**YOUR OBJECTIVE**
Using the listing below, print exactly everything from the line with "Target: wood slat chair base" down to the line with "column 349, row 106", both included, and nothing more.

╔══

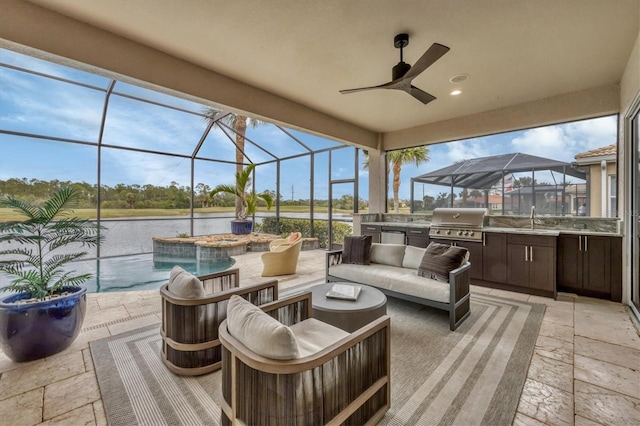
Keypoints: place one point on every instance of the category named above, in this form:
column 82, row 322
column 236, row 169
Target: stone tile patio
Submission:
column 585, row 369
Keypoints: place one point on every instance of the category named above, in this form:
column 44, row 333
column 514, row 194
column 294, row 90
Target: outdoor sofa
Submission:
column 437, row 276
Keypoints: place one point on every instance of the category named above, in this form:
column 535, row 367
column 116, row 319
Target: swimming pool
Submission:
column 139, row 272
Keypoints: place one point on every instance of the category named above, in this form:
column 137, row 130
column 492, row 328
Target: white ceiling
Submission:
column 514, row 51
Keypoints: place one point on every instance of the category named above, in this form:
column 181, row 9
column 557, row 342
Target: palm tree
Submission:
column 395, row 161
column 239, row 123
column 247, row 198
column 39, row 265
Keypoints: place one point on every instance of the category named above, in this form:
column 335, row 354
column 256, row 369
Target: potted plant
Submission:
column 248, row 200
column 46, row 314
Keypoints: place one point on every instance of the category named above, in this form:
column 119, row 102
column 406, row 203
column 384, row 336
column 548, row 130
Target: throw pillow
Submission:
column 413, row 257
column 293, row 237
column 357, row 250
column 440, row 259
column 388, row 254
column 260, row 332
column 183, row 284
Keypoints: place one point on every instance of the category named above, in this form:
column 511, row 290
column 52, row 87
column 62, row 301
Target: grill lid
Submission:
column 458, row 217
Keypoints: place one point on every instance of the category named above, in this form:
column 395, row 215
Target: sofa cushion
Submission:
column 387, row 254
column 260, row 332
column 357, row 250
column 399, row 280
column 412, row 257
column 440, row 259
column 183, row 284
column 314, row 335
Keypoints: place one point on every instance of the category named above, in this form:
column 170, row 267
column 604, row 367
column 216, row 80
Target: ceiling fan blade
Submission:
column 435, row 52
column 362, row 89
column 420, row 95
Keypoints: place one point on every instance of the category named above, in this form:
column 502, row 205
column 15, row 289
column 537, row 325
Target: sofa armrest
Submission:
column 459, row 283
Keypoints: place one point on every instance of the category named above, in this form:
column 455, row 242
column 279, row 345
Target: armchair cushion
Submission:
column 357, row 250
column 440, row 259
column 314, row 335
column 260, row 332
column 183, row 284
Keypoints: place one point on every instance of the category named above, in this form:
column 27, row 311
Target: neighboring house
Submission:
column 600, row 164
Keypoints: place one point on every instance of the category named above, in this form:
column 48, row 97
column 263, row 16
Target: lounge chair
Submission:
column 192, row 310
column 282, row 367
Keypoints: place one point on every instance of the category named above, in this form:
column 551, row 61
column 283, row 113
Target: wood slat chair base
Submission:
column 190, row 343
column 347, row 382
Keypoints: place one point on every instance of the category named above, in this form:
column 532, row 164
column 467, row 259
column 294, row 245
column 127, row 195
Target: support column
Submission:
column 377, row 179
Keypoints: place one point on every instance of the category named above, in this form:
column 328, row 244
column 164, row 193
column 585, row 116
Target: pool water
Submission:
column 139, row 272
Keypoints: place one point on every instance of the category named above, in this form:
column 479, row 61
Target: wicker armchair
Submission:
column 345, row 382
column 190, row 344
column 282, row 260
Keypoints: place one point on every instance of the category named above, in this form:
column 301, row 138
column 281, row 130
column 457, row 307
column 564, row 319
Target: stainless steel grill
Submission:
column 457, row 224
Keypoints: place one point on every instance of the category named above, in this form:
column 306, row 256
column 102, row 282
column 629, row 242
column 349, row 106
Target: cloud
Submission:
column 563, row 141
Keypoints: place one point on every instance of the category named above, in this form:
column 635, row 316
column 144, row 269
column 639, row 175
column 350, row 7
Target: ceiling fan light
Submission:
column 459, row 78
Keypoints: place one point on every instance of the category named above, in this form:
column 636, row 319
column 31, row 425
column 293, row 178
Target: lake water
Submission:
column 126, row 262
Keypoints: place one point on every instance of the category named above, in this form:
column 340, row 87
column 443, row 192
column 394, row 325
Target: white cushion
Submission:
column 314, row 335
column 387, row 254
column 184, row 284
column 260, row 332
column 400, row 280
column 412, row 257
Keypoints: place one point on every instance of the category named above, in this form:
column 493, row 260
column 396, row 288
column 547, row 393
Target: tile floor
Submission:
column 585, row 369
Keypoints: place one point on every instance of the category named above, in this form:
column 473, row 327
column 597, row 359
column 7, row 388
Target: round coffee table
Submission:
column 349, row 315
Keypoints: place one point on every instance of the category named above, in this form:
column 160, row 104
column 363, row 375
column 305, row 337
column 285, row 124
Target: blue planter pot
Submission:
column 36, row 330
column 239, row 227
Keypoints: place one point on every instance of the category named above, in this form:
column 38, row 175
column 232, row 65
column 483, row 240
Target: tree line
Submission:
column 134, row 196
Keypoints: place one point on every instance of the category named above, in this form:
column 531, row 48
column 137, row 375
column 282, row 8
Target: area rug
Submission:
column 472, row 376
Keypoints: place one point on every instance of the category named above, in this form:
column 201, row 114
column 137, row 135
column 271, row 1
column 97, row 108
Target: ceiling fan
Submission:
column 404, row 73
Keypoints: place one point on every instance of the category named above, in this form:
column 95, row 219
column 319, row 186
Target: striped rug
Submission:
column 473, row 376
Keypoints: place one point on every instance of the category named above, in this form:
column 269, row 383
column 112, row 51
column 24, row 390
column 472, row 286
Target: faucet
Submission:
column 533, row 217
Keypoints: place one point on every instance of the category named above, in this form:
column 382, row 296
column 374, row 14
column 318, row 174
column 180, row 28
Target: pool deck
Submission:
column 584, row 370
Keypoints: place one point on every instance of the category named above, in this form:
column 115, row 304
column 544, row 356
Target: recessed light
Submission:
column 459, row 78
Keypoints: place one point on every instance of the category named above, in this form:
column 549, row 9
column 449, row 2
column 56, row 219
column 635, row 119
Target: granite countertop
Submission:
column 505, row 230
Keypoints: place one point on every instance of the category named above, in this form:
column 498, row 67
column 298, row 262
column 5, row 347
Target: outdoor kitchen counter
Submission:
column 504, row 230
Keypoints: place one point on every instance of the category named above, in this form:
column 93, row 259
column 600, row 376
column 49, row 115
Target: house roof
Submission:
column 287, row 61
column 485, row 172
column 605, row 151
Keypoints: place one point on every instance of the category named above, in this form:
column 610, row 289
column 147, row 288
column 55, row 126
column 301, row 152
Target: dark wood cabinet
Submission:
column 531, row 261
column 590, row 265
column 494, row 257
column 373, row 230
column 418, row 237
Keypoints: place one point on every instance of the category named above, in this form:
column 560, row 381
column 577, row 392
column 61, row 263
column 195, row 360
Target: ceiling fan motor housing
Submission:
column 400, row 70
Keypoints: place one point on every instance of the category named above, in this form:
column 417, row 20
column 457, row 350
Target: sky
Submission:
column 42, row 106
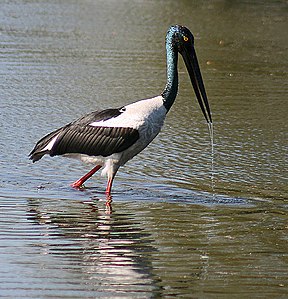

╚══

**SOLUTION TO THE EXERCISE**
Target: wood slat chair base
Submission:
column 190, row 343
column 347, row 382
Keypoints: place one point on every instance of the category named above, in this form:
column 532, row 164
column 467, row 259
column 294, row 245
column 127, row 195
Target: support column
Submission:
column 377, row 179
Keypoints: place one point on every instance of the category named above, in this form:
column 328, row 244
column 164, row 193
column 585, row 116
Target: pool water
Submission:
column 139, row 272
Keypoints: place one point on every instance of the category named above, in this form:
column 479, row 61
Target: wicker armchair
Submission:
column 345, row 382
column 190, row 344
column 282, row 260
Keypoints: place one point on every instance of the category named above, in this form:
column 301, row 138
column 281, row 130
column 457, row 307
column 564, row 319
Target: stainless steel grill
Submission:
column 457, row 224
Keypoints: place one point on every instance of the category named above, in this form:
column 306, row 256
column 102, row 282
column 629, row 242
column 349, row 106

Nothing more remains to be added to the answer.